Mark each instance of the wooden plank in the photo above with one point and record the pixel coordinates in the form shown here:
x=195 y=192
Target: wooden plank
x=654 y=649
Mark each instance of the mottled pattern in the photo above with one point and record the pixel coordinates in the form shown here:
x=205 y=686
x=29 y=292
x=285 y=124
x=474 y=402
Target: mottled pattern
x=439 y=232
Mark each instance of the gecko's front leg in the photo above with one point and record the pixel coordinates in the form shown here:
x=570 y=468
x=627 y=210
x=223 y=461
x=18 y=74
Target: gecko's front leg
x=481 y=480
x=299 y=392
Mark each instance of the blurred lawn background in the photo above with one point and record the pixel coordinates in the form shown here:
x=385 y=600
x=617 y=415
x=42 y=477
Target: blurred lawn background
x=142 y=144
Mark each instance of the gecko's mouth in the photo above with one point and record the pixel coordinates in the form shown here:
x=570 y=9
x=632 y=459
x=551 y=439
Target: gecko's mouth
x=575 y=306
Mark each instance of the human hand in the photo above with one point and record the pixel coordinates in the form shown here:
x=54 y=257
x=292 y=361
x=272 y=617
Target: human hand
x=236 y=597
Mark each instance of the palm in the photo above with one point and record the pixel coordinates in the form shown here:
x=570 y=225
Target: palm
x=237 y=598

_ _ _ _ _

WHAT THE TASK ASKS:
Having found the line with "x=632 y=459" in the listing above, transcribe it and every line after it to the end, exactly, with no additions.

ANSWER SPACE:
x=632 y=459
x=551 y=439
Target: gecko's mouth
x=575 y=306
Mark each instance of the human hand in the photo above with one point and record the pixel coordinates in the form shown here:
x=54 y=257
x=292 y=361
x=272 y=617
Target: human hand
x=236 y=597
Mark each instance of the palm in the photo above with one point and record the pixel coordinates in the form shown here:
x=570 y=225
Target: palm
x=237 y=598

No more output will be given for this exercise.